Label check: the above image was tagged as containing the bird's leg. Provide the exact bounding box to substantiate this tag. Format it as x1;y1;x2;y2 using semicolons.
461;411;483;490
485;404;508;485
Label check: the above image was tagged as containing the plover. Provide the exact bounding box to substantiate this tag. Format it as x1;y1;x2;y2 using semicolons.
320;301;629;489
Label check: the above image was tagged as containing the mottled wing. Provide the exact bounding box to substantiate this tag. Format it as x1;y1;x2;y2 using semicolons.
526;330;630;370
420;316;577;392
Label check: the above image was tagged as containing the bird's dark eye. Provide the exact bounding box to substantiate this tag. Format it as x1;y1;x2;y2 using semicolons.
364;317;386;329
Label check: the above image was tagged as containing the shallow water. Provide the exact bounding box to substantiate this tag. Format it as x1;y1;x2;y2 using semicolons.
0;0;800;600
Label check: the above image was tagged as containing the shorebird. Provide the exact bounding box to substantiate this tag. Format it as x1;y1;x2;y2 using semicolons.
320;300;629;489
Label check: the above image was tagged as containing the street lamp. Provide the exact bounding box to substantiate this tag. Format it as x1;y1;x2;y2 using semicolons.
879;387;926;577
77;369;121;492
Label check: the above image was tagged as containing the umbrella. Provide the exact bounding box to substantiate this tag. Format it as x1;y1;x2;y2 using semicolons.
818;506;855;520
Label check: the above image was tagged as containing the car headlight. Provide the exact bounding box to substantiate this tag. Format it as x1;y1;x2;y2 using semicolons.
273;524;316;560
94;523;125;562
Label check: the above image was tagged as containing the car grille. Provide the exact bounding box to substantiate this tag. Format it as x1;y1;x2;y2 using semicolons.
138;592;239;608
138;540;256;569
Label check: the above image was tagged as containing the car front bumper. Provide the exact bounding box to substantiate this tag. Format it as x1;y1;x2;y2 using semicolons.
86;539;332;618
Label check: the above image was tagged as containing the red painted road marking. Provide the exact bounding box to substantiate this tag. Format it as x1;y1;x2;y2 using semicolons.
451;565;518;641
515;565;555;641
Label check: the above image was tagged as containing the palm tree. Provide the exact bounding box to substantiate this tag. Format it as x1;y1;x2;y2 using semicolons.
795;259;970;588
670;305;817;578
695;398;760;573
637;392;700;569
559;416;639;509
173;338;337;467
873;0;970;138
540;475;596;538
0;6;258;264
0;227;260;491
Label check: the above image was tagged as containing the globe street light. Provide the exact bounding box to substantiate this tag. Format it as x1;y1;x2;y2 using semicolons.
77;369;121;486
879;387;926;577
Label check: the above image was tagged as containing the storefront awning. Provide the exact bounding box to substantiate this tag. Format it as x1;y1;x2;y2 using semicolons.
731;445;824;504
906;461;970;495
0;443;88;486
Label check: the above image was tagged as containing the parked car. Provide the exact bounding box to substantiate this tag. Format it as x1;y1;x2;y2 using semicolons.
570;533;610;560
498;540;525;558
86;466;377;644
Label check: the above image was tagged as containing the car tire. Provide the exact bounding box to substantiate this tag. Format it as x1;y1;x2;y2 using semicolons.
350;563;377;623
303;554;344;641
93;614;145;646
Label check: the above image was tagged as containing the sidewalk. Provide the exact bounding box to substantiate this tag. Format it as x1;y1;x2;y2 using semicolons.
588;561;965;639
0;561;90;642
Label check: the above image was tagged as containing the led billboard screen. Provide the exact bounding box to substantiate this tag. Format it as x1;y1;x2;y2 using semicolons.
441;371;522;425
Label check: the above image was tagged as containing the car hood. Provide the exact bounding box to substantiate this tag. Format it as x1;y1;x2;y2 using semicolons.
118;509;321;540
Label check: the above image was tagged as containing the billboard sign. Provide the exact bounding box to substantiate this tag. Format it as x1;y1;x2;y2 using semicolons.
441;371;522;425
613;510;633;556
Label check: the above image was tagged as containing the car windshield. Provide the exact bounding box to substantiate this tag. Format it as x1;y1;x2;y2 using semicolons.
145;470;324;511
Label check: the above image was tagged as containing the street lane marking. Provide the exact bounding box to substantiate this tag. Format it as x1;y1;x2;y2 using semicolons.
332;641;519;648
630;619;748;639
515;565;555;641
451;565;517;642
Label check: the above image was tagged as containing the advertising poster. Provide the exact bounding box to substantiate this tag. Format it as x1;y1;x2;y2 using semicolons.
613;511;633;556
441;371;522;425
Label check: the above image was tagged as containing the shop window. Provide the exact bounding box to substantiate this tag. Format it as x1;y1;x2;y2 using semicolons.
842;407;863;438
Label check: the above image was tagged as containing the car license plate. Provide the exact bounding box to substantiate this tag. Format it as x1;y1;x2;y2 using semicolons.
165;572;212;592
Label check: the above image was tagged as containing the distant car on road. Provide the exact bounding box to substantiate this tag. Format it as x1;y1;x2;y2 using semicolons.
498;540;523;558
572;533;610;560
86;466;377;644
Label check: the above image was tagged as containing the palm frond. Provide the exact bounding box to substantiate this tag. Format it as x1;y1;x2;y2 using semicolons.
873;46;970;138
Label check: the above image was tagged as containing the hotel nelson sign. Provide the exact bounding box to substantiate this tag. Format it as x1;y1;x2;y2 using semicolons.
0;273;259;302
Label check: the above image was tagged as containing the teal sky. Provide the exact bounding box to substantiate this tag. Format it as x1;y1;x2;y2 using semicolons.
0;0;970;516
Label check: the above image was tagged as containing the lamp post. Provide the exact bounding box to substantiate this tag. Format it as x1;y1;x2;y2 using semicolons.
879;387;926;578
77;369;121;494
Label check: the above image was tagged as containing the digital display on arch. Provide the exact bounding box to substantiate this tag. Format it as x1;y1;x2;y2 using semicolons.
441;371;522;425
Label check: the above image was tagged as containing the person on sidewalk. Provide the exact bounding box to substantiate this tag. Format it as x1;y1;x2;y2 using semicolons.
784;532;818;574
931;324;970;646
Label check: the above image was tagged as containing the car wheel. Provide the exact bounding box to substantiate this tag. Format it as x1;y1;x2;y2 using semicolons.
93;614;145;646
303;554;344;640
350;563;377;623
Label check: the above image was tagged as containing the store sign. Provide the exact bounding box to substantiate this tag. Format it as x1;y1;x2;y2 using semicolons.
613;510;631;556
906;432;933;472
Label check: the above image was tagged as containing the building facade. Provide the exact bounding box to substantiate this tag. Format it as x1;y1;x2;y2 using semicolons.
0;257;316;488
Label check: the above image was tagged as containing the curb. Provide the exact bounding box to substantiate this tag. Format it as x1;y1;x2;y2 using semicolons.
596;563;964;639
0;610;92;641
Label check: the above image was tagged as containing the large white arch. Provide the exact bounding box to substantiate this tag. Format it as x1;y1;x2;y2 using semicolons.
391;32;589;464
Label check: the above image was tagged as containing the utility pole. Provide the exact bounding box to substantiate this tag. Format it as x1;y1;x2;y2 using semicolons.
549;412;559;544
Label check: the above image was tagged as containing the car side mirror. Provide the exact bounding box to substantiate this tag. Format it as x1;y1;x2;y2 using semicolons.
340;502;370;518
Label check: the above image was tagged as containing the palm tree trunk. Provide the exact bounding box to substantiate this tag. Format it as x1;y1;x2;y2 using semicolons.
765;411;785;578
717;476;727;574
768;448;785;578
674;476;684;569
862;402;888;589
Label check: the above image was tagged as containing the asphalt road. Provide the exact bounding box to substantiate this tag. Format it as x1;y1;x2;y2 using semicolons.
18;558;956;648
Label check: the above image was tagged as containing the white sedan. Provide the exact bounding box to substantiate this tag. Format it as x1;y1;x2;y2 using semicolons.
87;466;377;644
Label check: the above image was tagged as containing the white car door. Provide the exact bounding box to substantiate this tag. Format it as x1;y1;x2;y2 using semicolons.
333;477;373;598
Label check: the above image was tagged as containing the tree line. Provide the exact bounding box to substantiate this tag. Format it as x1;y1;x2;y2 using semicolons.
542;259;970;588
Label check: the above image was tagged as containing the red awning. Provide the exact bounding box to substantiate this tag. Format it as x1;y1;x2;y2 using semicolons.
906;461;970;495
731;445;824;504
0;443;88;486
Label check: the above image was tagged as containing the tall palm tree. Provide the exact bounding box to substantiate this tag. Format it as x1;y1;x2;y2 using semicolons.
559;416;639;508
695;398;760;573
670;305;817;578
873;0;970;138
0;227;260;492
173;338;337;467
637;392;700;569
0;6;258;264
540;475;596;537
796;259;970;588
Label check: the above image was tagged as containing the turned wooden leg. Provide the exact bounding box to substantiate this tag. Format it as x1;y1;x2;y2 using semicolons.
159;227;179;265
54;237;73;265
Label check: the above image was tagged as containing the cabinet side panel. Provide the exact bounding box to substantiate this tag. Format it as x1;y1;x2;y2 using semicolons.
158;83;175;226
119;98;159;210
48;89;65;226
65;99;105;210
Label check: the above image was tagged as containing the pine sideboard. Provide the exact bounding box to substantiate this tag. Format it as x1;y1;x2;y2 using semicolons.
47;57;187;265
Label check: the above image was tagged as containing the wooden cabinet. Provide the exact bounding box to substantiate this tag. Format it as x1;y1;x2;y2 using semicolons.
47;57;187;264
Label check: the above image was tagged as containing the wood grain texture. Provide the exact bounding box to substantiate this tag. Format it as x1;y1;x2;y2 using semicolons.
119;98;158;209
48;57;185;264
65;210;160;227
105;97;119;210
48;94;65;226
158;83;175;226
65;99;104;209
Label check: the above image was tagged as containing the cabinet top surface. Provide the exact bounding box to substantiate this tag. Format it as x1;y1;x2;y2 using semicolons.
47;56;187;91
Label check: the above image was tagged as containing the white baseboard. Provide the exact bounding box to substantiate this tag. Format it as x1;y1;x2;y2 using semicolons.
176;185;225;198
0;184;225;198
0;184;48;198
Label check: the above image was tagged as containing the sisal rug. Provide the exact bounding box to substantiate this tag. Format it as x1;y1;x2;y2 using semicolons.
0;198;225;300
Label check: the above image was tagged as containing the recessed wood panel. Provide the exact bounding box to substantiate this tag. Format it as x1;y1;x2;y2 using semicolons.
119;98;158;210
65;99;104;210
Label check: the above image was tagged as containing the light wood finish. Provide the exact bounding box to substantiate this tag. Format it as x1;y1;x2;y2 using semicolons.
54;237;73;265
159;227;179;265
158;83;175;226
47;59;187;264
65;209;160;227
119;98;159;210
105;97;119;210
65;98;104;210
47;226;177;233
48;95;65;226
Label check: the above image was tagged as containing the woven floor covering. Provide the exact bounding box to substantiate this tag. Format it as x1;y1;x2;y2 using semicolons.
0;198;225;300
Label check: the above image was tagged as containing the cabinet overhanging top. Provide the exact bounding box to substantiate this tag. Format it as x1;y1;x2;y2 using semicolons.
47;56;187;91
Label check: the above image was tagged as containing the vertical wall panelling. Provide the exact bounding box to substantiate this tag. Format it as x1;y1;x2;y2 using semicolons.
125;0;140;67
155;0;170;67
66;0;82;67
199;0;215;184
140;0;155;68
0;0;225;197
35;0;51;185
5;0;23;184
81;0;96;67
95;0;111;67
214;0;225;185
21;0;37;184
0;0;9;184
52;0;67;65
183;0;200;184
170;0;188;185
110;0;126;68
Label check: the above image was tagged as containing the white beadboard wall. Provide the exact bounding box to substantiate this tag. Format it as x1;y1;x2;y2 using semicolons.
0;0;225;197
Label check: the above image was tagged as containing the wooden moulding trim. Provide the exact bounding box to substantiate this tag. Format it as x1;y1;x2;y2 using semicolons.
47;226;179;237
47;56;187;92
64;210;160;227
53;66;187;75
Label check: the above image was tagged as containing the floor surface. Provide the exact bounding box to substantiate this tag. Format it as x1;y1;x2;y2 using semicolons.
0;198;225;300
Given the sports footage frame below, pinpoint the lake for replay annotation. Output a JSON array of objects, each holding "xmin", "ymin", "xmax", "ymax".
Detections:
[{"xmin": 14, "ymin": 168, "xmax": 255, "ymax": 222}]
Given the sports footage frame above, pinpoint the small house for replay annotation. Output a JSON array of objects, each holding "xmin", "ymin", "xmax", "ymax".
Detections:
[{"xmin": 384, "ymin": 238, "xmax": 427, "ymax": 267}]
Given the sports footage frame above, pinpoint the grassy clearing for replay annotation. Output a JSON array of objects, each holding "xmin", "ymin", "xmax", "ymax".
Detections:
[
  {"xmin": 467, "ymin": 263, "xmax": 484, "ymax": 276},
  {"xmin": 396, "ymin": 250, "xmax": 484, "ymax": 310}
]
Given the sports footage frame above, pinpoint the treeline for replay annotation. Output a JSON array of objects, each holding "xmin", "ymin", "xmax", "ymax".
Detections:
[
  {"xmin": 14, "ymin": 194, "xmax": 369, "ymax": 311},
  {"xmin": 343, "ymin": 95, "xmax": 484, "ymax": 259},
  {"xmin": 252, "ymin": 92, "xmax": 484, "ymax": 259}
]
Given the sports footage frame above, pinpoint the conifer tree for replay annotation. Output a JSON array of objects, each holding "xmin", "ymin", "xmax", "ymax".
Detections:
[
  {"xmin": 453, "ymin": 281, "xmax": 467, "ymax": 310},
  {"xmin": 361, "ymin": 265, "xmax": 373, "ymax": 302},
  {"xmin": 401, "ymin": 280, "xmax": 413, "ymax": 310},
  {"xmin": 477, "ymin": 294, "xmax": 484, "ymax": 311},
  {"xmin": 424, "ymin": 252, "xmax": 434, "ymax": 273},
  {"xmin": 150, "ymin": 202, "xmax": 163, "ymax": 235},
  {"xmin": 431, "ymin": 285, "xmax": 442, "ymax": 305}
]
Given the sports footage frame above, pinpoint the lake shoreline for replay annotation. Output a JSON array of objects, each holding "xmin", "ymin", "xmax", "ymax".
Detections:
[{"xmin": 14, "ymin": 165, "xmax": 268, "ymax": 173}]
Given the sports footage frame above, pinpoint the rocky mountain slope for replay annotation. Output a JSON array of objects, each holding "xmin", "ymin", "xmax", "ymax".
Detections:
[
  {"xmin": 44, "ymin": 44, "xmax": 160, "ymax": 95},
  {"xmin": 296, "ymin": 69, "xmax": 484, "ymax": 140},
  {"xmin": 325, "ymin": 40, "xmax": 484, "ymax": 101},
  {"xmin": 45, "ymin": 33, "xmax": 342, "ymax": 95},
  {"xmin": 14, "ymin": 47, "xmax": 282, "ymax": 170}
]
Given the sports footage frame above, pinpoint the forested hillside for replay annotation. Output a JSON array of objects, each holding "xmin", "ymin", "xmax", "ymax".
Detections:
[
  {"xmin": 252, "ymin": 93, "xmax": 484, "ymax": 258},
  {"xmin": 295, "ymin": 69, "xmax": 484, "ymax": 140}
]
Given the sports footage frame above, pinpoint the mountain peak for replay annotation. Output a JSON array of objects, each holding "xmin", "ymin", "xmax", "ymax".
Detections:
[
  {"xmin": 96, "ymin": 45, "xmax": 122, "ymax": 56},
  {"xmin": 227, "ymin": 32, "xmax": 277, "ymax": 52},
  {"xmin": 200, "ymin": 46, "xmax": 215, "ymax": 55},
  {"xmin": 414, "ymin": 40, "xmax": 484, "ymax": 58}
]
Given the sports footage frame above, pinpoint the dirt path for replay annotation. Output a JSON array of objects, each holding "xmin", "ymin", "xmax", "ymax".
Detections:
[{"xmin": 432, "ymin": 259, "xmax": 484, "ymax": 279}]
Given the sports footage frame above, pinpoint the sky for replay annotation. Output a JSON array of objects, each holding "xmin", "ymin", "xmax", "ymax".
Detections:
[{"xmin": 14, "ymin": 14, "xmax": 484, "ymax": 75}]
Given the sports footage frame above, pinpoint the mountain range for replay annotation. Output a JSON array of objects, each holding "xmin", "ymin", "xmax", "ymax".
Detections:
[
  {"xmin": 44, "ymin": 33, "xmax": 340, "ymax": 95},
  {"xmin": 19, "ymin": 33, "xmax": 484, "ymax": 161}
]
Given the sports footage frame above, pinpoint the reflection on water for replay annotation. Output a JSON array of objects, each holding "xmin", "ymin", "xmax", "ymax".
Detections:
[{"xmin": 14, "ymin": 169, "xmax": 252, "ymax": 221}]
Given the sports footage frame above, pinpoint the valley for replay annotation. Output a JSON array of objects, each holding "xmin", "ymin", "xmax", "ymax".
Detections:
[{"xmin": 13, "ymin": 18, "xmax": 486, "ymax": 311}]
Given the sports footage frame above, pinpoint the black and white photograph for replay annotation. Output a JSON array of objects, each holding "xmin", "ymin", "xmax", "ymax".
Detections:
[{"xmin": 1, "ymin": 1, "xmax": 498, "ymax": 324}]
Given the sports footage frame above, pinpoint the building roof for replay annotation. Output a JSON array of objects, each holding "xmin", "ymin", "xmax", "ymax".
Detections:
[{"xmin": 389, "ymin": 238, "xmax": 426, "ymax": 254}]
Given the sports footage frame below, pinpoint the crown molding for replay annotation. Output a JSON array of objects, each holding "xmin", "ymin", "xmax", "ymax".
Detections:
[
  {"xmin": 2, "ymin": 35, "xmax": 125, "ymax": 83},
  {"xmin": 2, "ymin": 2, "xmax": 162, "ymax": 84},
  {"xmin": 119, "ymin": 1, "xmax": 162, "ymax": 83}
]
•••
__SHORT PROBLEM__:
Format the records from the line containing "containing the storefront" through the line containing "613;510;633;556", both included, as a Markdown table with the columns Row and Line, numbering each line and skipping blank ones.

__TASK RESULT__:
| Row | Line |
|---|---|
| 1 | Label check: the above image was tagged as containing the storefront awning. Provide the exact bounding box to substantiate this tag. Format it as x1;y1;x2;y2 using semicolons. |
| 2 | 731;445;824;504 |
| 3 | 906;461;970;495 |
| 4 | 0;443;88;486 |
| 5 | Label check: the above image was tagged as containing the parked car. Provide the exact bounding box to substantiate this tag. Format it as x1;y1;x2;y2 using semicolons. |
| 6 | 570;533;610;560 |
| 7 | 498;540;525;558 |
| 8 | 86;466;377;644 |
| 9 | Label check: the above image was tagged as containing the car tire. Provide the exact bounding box to substantiate this tag. Format it as x1;y1;x2;y2 using semicolons. |
| 10 | 350;563;377;623 |
| 11 | 303;554;344;641 |
| 12 | 93;614;145;646 |
| 13 | Label check: the above image was tagged as containing the sidewalk. Provide the exact bounding box to substantiate this tag. Format it as x1;y1;x2;y2 using semicolons. |
| 14 | 588;561;965;639 |
| 15 | 0;561;90;642 |
| 16 | Label check: the above image was tagged as containing the led billboard screen. Provide the exact bounding box to substantiate this tag. Format it as x1;y1;x2;y2 using semicolons. |
| 17 | 441;371;522;425 |
| 18 | Label check: the above image was tagged as containing the car hood. Provide the exact bounding box to substantiate this tag. Format it as x1;y1;x2;y2 using semicolons. |
| 19 | 118;509;321;540 |
| 20 | Label check: the above image was tagged as containing the billboard sign. Provide the exact bounding box to substantiate this tag. Format it as x1;y1;x2;y2 using semicolons. |
| 21 | 441;371;522;425 |
| 22 | 613;510;633;556 |